ESTRATTO SELEZIONATO:
┄┄┄┄┄┄┄┄┄┄
Il bagno di sangue in Inguscezia – la repubblica autonoma della Federazione Russa confinante con la Cecenia, attaccata nella notte fra lunedì e martedì da militanti ultra-fondamentalisti ceceni che hanno fatto una cinquantina di morti – potrebbe sembrare a prima vista incomprensibile. L’attacco rende i guerriglieri ceceni ancor meno popolari nella vicina Inguscezia di quanto già non siano.
Ceceni e ingusci hanno caratteristiche etniche e linguistiche simili, ma gli ingusci si sono convertiti più tardi all’islam e ne hanno adottato una versione strettamente legata alle confraternite sufi. Due di queste, la Naqshbandiyya e la Qadiriyya – entrambe internazionalmente diffuse – di fatto controllano la vita religiosa dell’Inguscezia.
Anche il recente risveglio religioso – quattrocento moschee costruite dopo la caduta del comunismo – è ampiamente rimasto nell’ambito delle confraternite, che hanno dell’islam una visione sostanzialmente moderata.
Nonostante tutto, molti ingusci, per solidarietà etnica e religiosa, hanno combattuto a fianco dei ceceni nella prima fase dell’insurrezione anti-russa. Negli ultimi anni, tuttavia, la dirigenza religiosa sufi e l’opinione pubblica dell’Inguscezia hanno manifestato una crescente disaffezione per la causa della Cecenia, dove vedono emergere con preoccupazione un islam ultra-fondamentalista lontano dalle loro tradizioni, una propaganda di origine saudita ostile al sufismo, e legami crescenti di una parte della guerriglia con Al Qaida.
Proprio l’ultimo punto spiega l’attacco di lunedì notte. Dopo la perdita dell’Afghanistan, Al Qaida è priva di un luogo geografico che possa essere presentato come il nucleo mitico di un futuro califfato mondiale. Certamente questo ruolo non può essere assunto da qualche remota vallata al confine fra Pakistan e Afghanistan, buona al più per nascondere qualche dirigente del movimento.
┄┄┄┄┄┄┄┄┄┄
DATI FORNITI:
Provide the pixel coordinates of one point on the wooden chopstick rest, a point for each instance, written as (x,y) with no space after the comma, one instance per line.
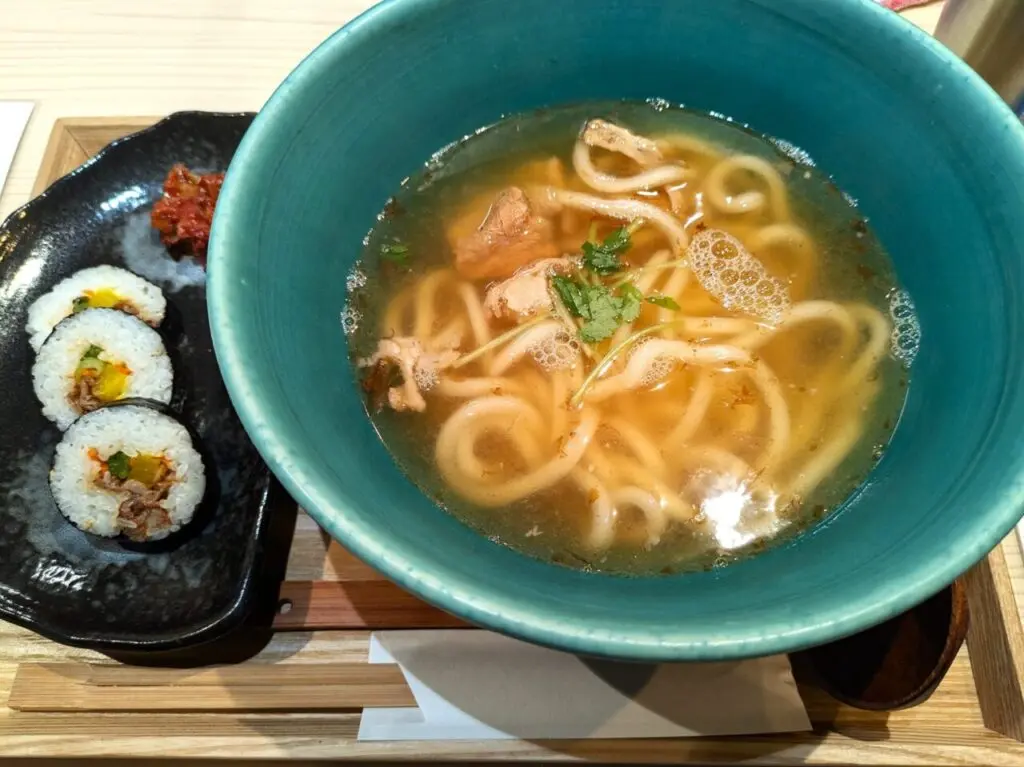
(75,687)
┄┄┄┄┄┄┄┄┄┄
COMPLETA QUANTO SEGUE:
a - Aggiorna l'estratto sull'Inguscezia partendo da "Il bagno di" e proseguendo fino a "già non siano.", mettendo "combattenti" al posto di "militanti".
b - Per favore, prosegui l'estratto sull'Inguscezia dopo la sua ultima frase.

SOLUZIONI PROPOSTE:
a -
Il bagno di sangue in Inguscezia – la repubblica autonoma della Federazione Russa confinante con la Cecenia, attaccata nella notte fra lunedì e martedì da combattenti ultra-fondamentalisti ceceni che hanno fatto una cinquantina di morti – potrebbe sembrare a prima vista incomprensibile. L’attacco rende i guerriglieri ceceni ancor meno popolari nella vicina Inguscezia di quanto già non siano.

b -
La cupola di Al Qaida sta esplorando varie opzioni: forse è divisa al suo interno. Alcune possibilità sono venute meno sul piano militare. La collaborazione fra le truppe americane e l’esercito filippino ha spinto i separatisti di Mindanao – dove Bin Laden sperava di creare uno Stato musulmano indipendente – a isolare il gruppo Abu Sayyaf, il più legato ad Al Qaida, e a sedersi al tavolo della pace con il governo di Manila. In Algeria il terrorismo salafita legato a Bin Laden, il cui leader Sahraoui è stato ucciso domenica scorsa, non controlla più alcuna parte significativa del territorio.
Restano tre opzioni. La prima appartiene al futuro: è la ricerca nell’Africa subsahariana di una “zona franca” per il terrorismo sfruttando i conflitti regionali in Congo, Uganda e Nigeria, dove Al Qaida ha appena cominciato a inserirsi.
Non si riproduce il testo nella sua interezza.